- DIRECTIONS -
Copy all of the material below word for word, leaving every line unchanged.
** BEGIN **
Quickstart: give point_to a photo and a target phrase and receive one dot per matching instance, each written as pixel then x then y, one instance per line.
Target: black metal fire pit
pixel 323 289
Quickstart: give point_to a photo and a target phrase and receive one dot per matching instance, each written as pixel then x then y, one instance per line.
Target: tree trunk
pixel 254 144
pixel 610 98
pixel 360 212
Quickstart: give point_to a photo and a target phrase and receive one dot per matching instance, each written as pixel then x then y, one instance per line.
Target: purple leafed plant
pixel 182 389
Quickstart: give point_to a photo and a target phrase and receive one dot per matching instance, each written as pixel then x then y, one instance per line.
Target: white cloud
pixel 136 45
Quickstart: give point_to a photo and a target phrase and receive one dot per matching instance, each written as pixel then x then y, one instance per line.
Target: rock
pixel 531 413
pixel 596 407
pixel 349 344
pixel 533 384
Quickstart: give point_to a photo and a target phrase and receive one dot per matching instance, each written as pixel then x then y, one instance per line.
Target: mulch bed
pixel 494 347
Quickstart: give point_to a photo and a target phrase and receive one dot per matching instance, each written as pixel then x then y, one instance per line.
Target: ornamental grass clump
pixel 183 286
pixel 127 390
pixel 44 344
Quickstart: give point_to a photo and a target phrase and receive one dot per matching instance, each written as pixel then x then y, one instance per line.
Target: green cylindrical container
** END **
- WRITTEN SOLUTION -
Quickstart: give point_to a photo and a target phrase and receive one dot per matching instance, each written as pixel then x then y, one instance per line.
Target: black metal fire pit
pixel 323 289
Quickstart: give point_to a photo and a target phrase and receive one dot per matching instance, each written as pixel then x then y, one instance per line.
Target: tree trunk
pixel 254 144
pixel 610 98
pixel 360 212
Quickstart: give point_to a photo and a target phrase and receive one dot per matching instance, each written as pixel then x then y, one instance per line.
Target: purple leafed plant
pixel 182 389
Quickstart: give point_to a photo and a target phrase and receive one dot per matching instance, each written as pixel then x then y, one instance per line.
Target: white cloud
pixel 136 45
Quickstart: give point_to a photo and a target phrase and receive one dot per matching instance, each written as pixel then x then y, one instance per line.
Target: rock
pixel 531 413
pixel 596 407
pixel 349 344
pixel 533 384
Quickstart: give point_to a photo and a target phrase and receive one dot per matching instance, each written as pixel then x then y, one instance per line.
Target: mulch bed
pixel 494 347
Quickstart: give point_to a photo and a target phrase and receive one dot per matching instance, each written as pixel then x then y, one instance per line.
Target: ornamental grass clump
pixel 183 286
pixel 127 390
pixel 44 344
Quickstart: give point_to a photo and a target phrase and receive one dot per matching instance, each written as pixel then x then y, one instance per line.
Target: green cylindrical container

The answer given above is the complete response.